Given problem 1: Can you rewrite the passage on post-flood life spans, beginning at the words "The largest single" and stopping after "of the dispersal.", with "dispersal" replaced by "scattering"?

Extract provided:
---*---

Off a nine-generation plateau, identical in the Hebrew and the Greek. The generation that passed through the flood.

The break

Eber 504 → Peleg 339

−165 years

The largest single fall after the flood in both traditions (225 in the Hebrew), and the last of its size: from Peleg on, no recorded life returns to the old range. The generation of the dispersal.

Between and after the two breaks the ages decay smoothly, the way a fitted exponential decays. Before Peleg, every post-flood life exceeds 430 years in both traditions; from Peleg on, none reaches 350 in the Greek or 240 in the Hebrew. A plateau, a cliff, a decline, a step to a lower level, a longer decline: that is what the numbers actually are.

This page is about the ages, not the dates. Where these people sit in calendar time, and how the flood and the dispersal are placed against Egyptian and Mesopotamian history, is the work of a different page. If you want the chronology, the years BC and how they are anchored, read How We Date Adam. Here the claim is only this: the ages themselves carry two breaks, and the breaks are real enough to survive translation.

---*---

Source data:

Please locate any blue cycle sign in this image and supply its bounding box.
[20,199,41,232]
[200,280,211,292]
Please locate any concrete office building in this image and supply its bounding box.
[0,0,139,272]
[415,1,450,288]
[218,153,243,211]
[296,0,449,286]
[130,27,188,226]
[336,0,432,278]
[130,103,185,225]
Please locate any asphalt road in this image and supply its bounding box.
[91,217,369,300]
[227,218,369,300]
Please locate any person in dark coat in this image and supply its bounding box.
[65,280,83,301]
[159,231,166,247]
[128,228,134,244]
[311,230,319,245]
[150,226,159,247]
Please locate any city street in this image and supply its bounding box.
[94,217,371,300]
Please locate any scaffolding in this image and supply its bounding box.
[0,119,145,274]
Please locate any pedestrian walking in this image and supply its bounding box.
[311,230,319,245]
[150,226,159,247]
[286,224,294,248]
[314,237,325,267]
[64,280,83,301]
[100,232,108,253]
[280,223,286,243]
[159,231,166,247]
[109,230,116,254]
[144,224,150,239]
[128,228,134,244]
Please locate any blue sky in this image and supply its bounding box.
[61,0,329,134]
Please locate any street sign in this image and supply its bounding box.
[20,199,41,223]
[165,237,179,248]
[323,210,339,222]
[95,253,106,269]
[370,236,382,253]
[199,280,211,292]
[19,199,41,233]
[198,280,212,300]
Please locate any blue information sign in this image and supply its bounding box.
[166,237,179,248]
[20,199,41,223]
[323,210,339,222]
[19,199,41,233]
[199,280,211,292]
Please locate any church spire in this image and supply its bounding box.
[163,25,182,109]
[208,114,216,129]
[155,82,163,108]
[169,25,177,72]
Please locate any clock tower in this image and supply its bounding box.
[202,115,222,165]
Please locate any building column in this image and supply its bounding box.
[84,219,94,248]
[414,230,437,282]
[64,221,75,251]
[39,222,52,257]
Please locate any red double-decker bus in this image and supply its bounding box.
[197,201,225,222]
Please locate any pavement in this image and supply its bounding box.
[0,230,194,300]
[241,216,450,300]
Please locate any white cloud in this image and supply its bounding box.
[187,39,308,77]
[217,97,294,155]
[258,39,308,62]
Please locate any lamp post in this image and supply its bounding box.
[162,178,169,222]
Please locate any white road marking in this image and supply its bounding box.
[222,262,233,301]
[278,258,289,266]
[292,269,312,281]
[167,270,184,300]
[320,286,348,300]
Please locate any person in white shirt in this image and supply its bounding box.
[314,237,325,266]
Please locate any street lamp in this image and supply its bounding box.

---*---

Given problem 2: Would you print, without any change, the lines of the listing that begin at the line containing "Please locate any clock" and stop after the line containing "[197,201,225,222]"?

Full response 1:
The largest single fall after the flood in both traditions (225 in the Hebrew), and the last of its size: from Peleg on, no recorded life returns to the old range. The generation of the scattering.

Full response 2:
Please locate any clock tower in this image and supply its bounding box.
[202,115,222,165]
Please locate any building column in this image and supply its bounding box.
[84,219,94,248]
[414,230,437,282]
[64,221,75,251]
[39,222,52,257]
Please locate any red double-decker bus in this image and supply its bounding box.
[197,201,225,222]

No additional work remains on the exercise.